**Rows**
'''

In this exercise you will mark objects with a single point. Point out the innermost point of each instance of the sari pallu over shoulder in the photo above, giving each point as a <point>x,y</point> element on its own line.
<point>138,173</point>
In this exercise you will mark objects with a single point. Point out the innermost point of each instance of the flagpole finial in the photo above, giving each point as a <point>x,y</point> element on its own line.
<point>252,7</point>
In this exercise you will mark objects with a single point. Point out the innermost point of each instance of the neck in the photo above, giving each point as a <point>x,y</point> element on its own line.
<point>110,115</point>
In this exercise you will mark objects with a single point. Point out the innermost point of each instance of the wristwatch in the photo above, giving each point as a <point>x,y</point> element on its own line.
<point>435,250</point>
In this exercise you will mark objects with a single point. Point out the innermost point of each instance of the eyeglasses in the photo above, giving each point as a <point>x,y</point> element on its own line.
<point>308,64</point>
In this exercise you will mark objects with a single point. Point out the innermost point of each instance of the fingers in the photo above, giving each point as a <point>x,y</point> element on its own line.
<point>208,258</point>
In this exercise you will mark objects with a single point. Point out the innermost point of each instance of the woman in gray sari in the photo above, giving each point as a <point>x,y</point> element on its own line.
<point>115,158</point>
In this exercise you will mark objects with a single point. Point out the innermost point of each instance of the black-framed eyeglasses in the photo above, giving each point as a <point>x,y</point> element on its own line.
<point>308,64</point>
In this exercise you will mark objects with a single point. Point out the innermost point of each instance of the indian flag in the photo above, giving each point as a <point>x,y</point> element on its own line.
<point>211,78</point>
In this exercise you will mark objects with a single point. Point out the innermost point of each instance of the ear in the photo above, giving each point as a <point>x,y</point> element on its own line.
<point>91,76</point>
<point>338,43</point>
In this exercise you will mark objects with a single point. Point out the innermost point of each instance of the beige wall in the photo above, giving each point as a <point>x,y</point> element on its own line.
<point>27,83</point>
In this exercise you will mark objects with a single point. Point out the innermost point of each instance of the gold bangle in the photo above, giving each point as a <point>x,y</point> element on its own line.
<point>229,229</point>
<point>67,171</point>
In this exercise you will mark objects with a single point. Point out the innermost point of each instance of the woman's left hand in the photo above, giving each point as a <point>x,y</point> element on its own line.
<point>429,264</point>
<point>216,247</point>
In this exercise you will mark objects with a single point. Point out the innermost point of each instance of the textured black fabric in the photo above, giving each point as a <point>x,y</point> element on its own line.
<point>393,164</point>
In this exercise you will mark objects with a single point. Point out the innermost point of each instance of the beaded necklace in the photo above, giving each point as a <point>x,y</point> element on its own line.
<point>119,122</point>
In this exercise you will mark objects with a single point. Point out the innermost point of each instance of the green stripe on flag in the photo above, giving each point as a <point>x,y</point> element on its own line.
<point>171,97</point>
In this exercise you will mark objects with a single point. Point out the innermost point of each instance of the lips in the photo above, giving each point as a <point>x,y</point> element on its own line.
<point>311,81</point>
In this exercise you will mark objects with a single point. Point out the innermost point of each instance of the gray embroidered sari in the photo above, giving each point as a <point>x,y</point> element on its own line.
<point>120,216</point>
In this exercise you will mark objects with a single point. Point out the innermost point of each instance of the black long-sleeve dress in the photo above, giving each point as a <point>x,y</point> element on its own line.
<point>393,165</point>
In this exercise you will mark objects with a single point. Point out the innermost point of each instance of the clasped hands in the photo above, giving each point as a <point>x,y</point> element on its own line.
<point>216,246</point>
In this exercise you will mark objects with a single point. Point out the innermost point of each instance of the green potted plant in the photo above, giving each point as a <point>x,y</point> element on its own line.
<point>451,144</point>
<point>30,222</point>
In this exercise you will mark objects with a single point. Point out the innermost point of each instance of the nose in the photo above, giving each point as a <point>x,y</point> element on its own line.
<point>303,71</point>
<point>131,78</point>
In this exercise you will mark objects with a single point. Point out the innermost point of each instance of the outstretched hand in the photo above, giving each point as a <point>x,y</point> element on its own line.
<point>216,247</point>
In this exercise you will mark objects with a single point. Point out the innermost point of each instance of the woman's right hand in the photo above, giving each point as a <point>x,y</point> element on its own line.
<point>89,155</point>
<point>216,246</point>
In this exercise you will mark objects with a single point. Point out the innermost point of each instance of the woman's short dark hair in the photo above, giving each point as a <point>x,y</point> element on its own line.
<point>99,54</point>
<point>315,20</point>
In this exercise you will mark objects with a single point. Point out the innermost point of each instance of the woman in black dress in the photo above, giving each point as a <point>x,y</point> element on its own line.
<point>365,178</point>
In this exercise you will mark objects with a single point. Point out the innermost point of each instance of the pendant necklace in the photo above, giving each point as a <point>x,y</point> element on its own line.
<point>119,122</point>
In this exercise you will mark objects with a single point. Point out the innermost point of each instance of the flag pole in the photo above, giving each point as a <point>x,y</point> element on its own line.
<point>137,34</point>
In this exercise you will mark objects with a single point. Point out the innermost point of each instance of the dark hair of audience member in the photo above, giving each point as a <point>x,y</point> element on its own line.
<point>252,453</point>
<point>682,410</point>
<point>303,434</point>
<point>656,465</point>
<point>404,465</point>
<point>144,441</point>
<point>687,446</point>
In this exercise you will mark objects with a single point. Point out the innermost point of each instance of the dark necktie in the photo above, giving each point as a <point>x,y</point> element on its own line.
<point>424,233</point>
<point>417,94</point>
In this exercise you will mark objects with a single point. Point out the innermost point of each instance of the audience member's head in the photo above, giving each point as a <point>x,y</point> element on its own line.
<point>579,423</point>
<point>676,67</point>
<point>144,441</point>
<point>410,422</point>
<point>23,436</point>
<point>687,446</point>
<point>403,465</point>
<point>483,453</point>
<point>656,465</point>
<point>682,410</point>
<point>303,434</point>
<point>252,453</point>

'''

**Work to be completed**
Convert all of the material above into a JSON list of strings, one string per line, leaving out any blank lines.

**Reply to the exercise**
[
  "In this exercise you will mark objects with a single point. Point out the innermost point of each instance of the sari pallu over shoulder in the photo above, giving each point as a <point>x,y</point> element on its own line.",
  "<point>138,173</point>",
  "In this exercise you will mark objects with a single point. Point out the innermost point of each instance of the flagpole finial in the photo above, giving each point as a <point>x,y</point> element on its own line.",
  "<point>252,7</point>",
  "In this exercise you will mark objects with a single point. Point out the innermost point of each instance of the neck in the photo above, giving each point as a <point>x,y</point> element on its own line.",
  "<point>110,115</point>",
  "In this exercise you will mark objects with a single point. Point out the innermost point of each instance of the wristwatch in the photo above, giving each point as a <point>x,y</point> element on its own line.",
  "<point>435,250</point>",
  "In this exercise you will mark objects with a single point. Point out the innermost point of each instance of the eyeglasses in the photo above, giving each point as a <point>x,y</point> element on its own line.",
  "<point>308,64</point>",
  "In this exercise you will mark objects with a single point. Point out the innermost point of each instance of the fingers in the photo above, giving each point as a <point>x,y</point> element on its own line.",
  "<point>208,258</point>",
  "In this exercise you will mark objects with a single point. Point out the innermost point of each instance of the woman in gray sari in the photo above, giving each point as a <point>x,y</point> element on its own line.",
  "<point>115,158</point>",
  "In this exercise you will mark objects with a single point. Point out the innermost point of each instance of the black-framed eyeglasses in the photo above, giving each point as a <point>x,y</point> element on its own line.",
  "<point>308,64</point>",
  "In this exercise you will mark objects with a single point. Point out the innermost point of each instance of the indian flag in the photo above, giving each point as a <point>x,y</point> element on its own line.",
  "<point>211,78</point>",
  "In this exercise you will mark objects with a single point. Point out the innermost point of each instance of the ear in the photo above, giving each point as a <point>x,y</point> element on its own line.",
  "<point>91,76</point>",
  "<point>338,43</point>",
  "In this exercise you will mark objects with a single point. Point out the innermost point of each instance of the beige wall in the photo above, giving each point as a <point>x,y</point> element on its own line.",
  "<point>27,83</point>",
  "In this exercise you will mark objects with a single point. Point out the innermost point of each instance of the gold bangle in the photo above, giving each point as a <point>x,y</point> element on its own line.",
  "<point>229,229</point>",
  "<point>67,171</point>",
  "In this exercise you will mark objects with a single point. Point out the innermost point of each instance of the woman's left hand in the photo above, giving each point as a <point>x,y</point> element on its own line.",
  "<point>429,264</point>",
  "<point>216,247</point>",
  "In this exercise you will mark objects with a single point. Point out the innermost point of each instance of the textured black fabric in the photo above, giving each point as a <point>x,y</point> element on its own line.",
  "<point>393,164</point>",
  "In this exercise you will mark objects with a single point. Point out the innermost point of each instance of the beaded necklace in the photo above, giving each point as a <point>x,y</point> element on its own line.",
  "<point>119,122</point>",
  "In this exercise you will mark objects with a single point. Point out the innermost point of each instance of the green stripe on flag in the photo above, giving each point as a <point>x,y</point> element on its own line.",
  "<point>171,97</point>",
  "In this exercise you will mark objects with a single point. Point out the innermost point of each instance of the lips in the photo above, giving each point as a <point>x,y</point> element on its own line.",
  "<point>311,81</point>",
  "In this exercise you will mark objects with a single point. Point out the innermost point of each instance of the gray embroidered sari in the photo above, giving each point as a <point>x,y</point> element on its own line.",
  "<point>120,216</point>",
  "In this exercise you will mark objects with a single point. Point out the innermost point of each instance of the black long-sleeve dress in the photo above, giving each point as a <point>x,y</point> element on its own line.",
  "<point>393,165</point>",
  "In this exercise you will mark objects with a single point. Point out the innermost point of each instance of the clasped hands in the photo above, giving each point as a <point>x,y</point> element on its own line.",
  "<point>216,246</point>",
  "In this exercise you will mark objects with a single point. Point out the innermost point of each instance of the green potted plant in the photo above, giving each point as a <point>x,y</point> element on its own line.",
  "<point>451,144</point>",
  "<point>30,222</point>",
  "In this exercise you will mark objects with a single point. Point out the innermost point of each instance of the nose in the photo above, giving each point as a <point>x,y</point> element on its own line.",
  "<point>303,71</point>",
  "<point>131,78</point>",
  "In this exercise you will mark objects with a single point. Point out the innermost point of each instance of the outstretched hand in the photo above, giving each point as a <point>x,y</point> element on its own line.",
  "<point>216,247</point>",
  "In this exercise you will mark objects with a single point. Point out the innermost point of each instance of the woman's right hand in the photo above, giving each point as a <point>x,y</point> element on its own line.",
  "<point>89,155</point>",
  "<point>216,246</point>",
  "In this exercise you will mark objects with a single point. Point out the innermost point of each instance of the woman's short dark hair in the photo above, giving each point as a <point>x,y</point> element on its own line.",
  "<point>99,54</point>",
  "<point>315,20</point>",
  "In this exercise you will mark objects with a single point. Point out the innermost point of each instance of the woman in black dress in the photo above, giving each point as a <point>x,y</point> element on its own line.",
  "<point>365,178</point>",
  "In this exercise you will mark objects with a single point. Point out the innermost point of each instance of the pendant necklace in the photo above, giving each point as a <point>x,y</point> element on its own line.",
  "<point>119,122</point>",
  "In this exercise you will mark objects with a single point. Point out the innermost point of each instance of the flag pole in the photo above, giving each point as a <point>x,y</point> element on its own line.",
  "<point>137,34</point>",
  "In this exercise you will mark objects with a single point. Point out the innermost point of each instance of the dark hair of audience member in the photo above, giving each point as a <point>x,y</point> element on its own line.",
  "<point>252,453</point>",
  "<point>682,410</point>",
  "<point>303,434</point>",
  "<point>656,465</point>",
  "<point>404,465</point>",
  "<point>144,441</point>",
  "<point>687,446</point>",
  "In this exercise you will mark objects with a single point. Point out the innermost point of each instance of the dark necktie in the photo above, giving each point as a <point>x,y</point> element on its own line.",
  "<point>424,233</point>",
  "<point>417,94</point>",
  "In this exercise you will mark objects with a single point. Point out the innermost point of each instance of the audience member's head in the photo above, giving each point as a <point>x,y</point> element on its own line.",
  "<point>579,423</point>",
  "<point>676,67</point>",
  "<point>144,441</point>",
  "<point>410,422</point>",
  "<point>23,436</point>",
  "<point>687,446</point>",
  "<point>403,465</point>",
  "<point>483,453</point>",
  "<point>656,465</point>",
  "<point>682,410</point>",
  "<point>303,434</point>",
  "<point>252,453</point>"
]